--- SELECTED TEXT ---
•••

Wednesday, October 8, 2008

Richard Sibbes on Relying on Christ.

Richard Sibbes was an early Anglican with Puritan leanings who lived between 1577 and 1635. He was best known for his preaching at Trinity Church, Cambridge and Gray's Inn, of the Court, London. His views of preaching and reformation of the Anglican Church put him at odds with then Archbishop of Canterbury, William Laud. While Sibbes desired continued reformation of the Anglican Church, he was unwilling to separate from it as many of his friends had. His preaching influenced many famous Puritans, including: John Owen, Thomas Goodwin, Thomas Gouge, and John Cotton.

Here is a snippet from Sibbes' work, A Description of Christ, in which he points out the folly associated with reliance on other sources (whether Mary and the Saints, or works of self-righteousness) for salvation.

•••

--- DATA RECORDS ---
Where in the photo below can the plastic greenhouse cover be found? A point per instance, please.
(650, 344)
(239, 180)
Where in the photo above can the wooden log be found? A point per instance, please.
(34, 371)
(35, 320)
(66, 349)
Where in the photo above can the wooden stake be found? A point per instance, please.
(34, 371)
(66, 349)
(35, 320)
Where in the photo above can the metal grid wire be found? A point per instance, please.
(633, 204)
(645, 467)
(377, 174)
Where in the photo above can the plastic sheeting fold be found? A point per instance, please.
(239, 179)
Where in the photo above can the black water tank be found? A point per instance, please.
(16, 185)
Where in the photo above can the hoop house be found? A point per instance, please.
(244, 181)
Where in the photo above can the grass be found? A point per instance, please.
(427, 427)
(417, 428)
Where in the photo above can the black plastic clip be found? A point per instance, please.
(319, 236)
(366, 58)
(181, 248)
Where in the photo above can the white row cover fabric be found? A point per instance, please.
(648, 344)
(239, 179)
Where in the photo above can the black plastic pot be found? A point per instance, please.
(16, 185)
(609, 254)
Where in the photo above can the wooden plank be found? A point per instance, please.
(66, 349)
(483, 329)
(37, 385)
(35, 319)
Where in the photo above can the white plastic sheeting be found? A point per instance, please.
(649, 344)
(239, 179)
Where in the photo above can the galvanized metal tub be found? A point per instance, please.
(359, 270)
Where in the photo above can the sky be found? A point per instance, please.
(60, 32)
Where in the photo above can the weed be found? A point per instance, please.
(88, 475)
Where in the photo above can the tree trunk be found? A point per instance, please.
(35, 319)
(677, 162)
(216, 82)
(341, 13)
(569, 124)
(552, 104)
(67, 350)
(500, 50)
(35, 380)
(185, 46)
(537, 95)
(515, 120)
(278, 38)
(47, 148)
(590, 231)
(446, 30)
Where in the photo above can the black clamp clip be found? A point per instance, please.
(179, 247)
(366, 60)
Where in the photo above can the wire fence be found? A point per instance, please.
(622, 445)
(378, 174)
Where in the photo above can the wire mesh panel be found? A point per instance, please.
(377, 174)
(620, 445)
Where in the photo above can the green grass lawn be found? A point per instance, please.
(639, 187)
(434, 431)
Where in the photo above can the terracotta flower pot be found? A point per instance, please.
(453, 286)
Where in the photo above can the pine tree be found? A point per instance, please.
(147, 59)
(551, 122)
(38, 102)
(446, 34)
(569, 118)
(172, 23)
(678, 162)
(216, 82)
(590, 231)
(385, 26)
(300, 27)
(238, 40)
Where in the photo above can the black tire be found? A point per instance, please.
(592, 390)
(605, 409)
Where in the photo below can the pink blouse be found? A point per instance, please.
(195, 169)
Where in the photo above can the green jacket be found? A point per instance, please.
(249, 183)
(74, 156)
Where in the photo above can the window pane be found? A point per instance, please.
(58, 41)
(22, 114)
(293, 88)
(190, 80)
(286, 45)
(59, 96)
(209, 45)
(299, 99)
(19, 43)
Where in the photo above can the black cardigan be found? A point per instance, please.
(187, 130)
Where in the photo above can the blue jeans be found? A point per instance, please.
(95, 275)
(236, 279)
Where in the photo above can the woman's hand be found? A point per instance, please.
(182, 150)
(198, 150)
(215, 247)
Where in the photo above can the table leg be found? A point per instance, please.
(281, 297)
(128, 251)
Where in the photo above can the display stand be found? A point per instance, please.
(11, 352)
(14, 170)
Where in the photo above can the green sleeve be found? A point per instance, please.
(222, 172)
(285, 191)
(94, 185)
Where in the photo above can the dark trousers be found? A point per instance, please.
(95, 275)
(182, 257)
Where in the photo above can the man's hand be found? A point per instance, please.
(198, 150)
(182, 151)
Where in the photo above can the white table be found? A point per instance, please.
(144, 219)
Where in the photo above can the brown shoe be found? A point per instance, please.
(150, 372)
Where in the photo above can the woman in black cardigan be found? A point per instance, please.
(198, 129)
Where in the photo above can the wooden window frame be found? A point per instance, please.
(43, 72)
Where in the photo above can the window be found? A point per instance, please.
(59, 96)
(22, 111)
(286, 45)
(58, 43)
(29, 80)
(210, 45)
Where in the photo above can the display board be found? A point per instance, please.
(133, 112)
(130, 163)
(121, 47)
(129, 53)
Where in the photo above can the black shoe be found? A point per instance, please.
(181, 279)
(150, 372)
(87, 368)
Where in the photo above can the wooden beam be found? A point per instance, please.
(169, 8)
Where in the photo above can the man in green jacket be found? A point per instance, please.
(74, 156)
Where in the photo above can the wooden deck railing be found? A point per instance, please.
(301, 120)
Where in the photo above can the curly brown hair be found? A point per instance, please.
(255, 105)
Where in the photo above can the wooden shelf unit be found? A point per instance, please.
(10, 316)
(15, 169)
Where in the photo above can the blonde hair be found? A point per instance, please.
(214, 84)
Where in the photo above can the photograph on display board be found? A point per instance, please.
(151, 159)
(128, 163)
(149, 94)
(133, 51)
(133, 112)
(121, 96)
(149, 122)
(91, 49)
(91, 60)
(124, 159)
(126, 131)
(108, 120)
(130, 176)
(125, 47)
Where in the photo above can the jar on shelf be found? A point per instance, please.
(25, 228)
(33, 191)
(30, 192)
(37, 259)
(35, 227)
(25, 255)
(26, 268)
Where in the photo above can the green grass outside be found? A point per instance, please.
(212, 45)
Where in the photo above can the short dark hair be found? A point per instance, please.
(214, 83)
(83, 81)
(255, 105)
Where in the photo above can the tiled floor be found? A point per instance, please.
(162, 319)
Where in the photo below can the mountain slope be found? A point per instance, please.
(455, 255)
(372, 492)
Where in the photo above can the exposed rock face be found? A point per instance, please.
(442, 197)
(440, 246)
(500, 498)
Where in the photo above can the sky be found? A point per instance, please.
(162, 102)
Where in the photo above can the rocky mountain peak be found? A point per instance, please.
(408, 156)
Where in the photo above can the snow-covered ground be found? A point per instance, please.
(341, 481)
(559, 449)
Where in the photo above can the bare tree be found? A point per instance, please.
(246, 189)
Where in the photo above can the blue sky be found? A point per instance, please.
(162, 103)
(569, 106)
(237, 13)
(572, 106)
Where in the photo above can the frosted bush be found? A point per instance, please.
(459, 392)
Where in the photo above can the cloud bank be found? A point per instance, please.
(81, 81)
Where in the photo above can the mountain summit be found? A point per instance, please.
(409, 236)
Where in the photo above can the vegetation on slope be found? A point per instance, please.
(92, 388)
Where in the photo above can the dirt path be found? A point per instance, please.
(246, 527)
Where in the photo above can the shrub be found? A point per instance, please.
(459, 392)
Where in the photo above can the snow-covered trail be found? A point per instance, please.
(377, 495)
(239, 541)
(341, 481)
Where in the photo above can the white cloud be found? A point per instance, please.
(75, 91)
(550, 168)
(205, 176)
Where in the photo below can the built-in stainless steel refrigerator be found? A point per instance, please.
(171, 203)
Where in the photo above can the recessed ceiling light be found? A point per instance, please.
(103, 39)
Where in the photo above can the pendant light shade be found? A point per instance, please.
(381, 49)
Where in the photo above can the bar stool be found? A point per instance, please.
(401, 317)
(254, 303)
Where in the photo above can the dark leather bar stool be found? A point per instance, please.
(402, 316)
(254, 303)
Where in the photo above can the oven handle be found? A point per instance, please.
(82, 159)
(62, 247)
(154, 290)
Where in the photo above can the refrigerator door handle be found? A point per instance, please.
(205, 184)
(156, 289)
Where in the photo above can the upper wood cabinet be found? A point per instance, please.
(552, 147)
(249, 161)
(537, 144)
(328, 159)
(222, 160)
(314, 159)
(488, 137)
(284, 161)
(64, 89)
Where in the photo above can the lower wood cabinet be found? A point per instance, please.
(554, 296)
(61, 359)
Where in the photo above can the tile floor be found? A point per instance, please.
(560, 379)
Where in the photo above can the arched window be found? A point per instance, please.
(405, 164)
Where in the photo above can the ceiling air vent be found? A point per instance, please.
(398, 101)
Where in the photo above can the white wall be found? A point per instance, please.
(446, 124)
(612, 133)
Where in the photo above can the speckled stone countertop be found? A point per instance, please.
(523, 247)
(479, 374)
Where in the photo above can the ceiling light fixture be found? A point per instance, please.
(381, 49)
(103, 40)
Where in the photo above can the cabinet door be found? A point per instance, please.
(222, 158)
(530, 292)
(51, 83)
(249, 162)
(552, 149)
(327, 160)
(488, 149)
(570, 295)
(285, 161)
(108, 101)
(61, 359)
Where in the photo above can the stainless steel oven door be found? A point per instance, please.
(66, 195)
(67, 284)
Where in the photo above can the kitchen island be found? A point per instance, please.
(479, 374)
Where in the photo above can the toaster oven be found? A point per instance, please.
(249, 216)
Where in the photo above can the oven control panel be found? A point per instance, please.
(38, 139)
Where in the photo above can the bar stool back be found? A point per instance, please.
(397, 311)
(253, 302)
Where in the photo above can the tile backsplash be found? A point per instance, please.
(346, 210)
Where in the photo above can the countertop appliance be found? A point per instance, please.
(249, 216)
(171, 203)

•••

--- SET TASKS ---
a – In the post on Richard Sibbes, which Archbishop of Canterbury did his views put him at odds with?
b – Write out the passage of the Richard Sibbes post that opens with the words containing "Wednesday, October 8, 2008" and closes with "and John Cotton.".
c – Resume the post on Richard Sibbes, picking up right after its final sentence.

--- THE REPLIES ---
a – William Laud

b –
Wednesday, October 8, 2008

Richard Sibbes on Relying on Christ.

Richard Sibbes was an early Anglican with Puritan leanings who lived between 1577 and 1635. He was best known for his preaching at Trinity Church, Cambridge and Gray's Inn, of the Court, London. His views of preaching and reformation of the Anglican Church put him at odds with then Archbishop of Canterbury, William Laud. While Sibbes desired continued reformation of the Anglican Church, he was unwilling to separate from it as many of his friends had. His preaching influenced many famous Puritans, including: John Owen, Thomas Goodwin, Thomas Gouge, and John Cotton.

c –
God in Paradise did choose a wife for Adam, so God hath chosen a husband for his church, he hath chosen Christ for us: therefore it is intolerable sacrilegious rebellion and impudency to refuse a Saviour and Mediator of God's choosing, and set up others of our own, as if we were wiser to choose for ourselves than God is. We may content ourselves well enough with God's choice, because he is the party offended [by our sin]. Besides, it is folly to go out from Christ, where there is all fulness [sic.] and content, to leave God's chosen servant, and go to any other servant, to any broken vessel. . . Therefore let God's choice and ours agree.

He later continues,

What is the ground of popish idolatries and abominations? They conceive not aright of the fulness of Christ, wherefore he was ordained, and sent of God; for if they did, they would not go to idols and saints, and leave Christ . . . [G]o out of Christ for nothing . . . He is a prophet wise enough, and a priest full enough to make us accepted of God. If we want grace he is a king able enough, and strong enough to subdue all our rebellions in us, and he will in time by his Spirit overcome all . . . go not out of him therefore for anything.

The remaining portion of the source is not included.